Using the forum thread on swearing, answer each question briefly.
(a) Whom does Pique318 say they agree with on the view that there is no such thing as bad words?
(b) How old does Paulone say their child is?
(c) According to Betsy Og, at whom did the Green Party member direct his outburst in the Dail?

▶ _Excerpt to read_:
--- BEGIN ---

Yes, you got it in one Niallers. But some prudish/condescending types cannot get that aspect. Words that were offensive ages ago are now mainstream and vice versa. Language has got to change/evolve. Look at what happened to Latin.


----------



## Pique318 (6 Nov 2009)

I'm with George Carlin on this (as I am on many things, religion being another), there is no such thing as bad words, only bad thoughts and bad intentions.


----------



## Graham_07 (7 Nov 2009)

Pique318 said:


> there is no such thing as bad words, only bad thoughts and bad intentions.


 
Bad actions beat bad thoughts and intentions any day


----------



## Purple (8 Nov 2009)

Graham_07 said:


> Bad actions beat bad thoughts and intentions any day



Yea, but this is the internet; words are all we have


----------



## Paulone (10 Nov 2009)

I've a child approaching two years old who'll repeat any word said...  I never thought of it this way before, but we as his parents are the ones who are launching him into language and we can choose the way we'd like to do that.

We have had to modify our verbal behaviour - I don't think anyone wants to hear a very young child use a load of words that could be perceived as offensive as if they're normal? Not at all funny and as bad as not teaching a child how to be basically courteous by saying 'thank-you' and 'goodbye'.

I suspect that every parent gets the question 'Daddy, what does fxxk mean?', but at least it better than hearing 'for fxxks sake daddy, I don't want to say bleedin thank-you to Granny'.


----------



## Betsy Og (11 Dec 2009)

Let's scrub that theory that the Dail sets the standard, totally OTT outburst by Green Party guy (he basically said F you, F you to Emmet Stagg). A wonder he didn't bring adventures in the Phoenix Park into it.

While we're used to eejits in the Dail, at least there used to be some bit of decorum. I hope yer man (some anonymous punter up to now, whose name I can't remember) is suitably mortified.


----------



## DavyJones (11 Dec 2009)

In the real world, words are just words, the context is all important.

On AAM, these words have no place, AAM is where people seek answers from those in the respective field, factual information can be conveyed without swearing.


----------

--- END ---

▶ _Material_:
--- BEGIN ---

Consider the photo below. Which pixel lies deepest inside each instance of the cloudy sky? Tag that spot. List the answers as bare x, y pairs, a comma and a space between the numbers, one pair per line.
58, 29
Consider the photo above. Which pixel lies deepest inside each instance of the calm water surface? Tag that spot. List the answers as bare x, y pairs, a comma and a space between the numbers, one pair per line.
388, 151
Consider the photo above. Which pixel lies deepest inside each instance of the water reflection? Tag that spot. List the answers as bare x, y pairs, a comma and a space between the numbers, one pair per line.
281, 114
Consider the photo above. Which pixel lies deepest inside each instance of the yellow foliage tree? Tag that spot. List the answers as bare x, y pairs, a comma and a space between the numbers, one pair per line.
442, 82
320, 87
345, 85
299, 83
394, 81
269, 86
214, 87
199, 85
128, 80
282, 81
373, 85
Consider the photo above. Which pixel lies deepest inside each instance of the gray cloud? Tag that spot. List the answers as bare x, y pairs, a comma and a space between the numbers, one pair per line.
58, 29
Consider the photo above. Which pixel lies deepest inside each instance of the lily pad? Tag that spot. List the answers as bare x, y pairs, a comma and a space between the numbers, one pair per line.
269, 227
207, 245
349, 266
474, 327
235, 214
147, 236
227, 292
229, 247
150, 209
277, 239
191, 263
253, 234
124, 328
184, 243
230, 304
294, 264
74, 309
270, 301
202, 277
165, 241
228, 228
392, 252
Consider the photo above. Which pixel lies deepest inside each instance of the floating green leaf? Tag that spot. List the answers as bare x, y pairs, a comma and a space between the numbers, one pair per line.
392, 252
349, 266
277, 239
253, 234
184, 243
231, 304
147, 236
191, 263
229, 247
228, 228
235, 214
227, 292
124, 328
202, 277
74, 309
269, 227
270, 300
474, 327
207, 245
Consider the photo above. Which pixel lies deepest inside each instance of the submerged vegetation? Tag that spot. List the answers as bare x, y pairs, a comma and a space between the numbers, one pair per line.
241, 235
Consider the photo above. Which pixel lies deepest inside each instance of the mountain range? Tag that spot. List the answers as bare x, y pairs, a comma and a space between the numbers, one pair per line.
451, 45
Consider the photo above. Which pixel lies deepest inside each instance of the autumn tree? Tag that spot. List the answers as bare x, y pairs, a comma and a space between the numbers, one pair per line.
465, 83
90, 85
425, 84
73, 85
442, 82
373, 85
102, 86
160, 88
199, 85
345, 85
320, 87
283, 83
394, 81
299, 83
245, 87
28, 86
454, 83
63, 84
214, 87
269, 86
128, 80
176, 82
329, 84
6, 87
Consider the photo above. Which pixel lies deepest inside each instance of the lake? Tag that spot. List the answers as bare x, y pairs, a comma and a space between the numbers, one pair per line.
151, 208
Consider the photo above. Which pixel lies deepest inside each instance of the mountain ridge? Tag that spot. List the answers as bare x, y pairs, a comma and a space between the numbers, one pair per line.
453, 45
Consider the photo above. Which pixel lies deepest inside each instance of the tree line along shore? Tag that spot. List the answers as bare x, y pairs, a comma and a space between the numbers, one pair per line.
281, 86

--- END ---

▶ _Reply to the task_:
(a) George Carlin
(b) Approaching two years old
(c) Emmet Stagg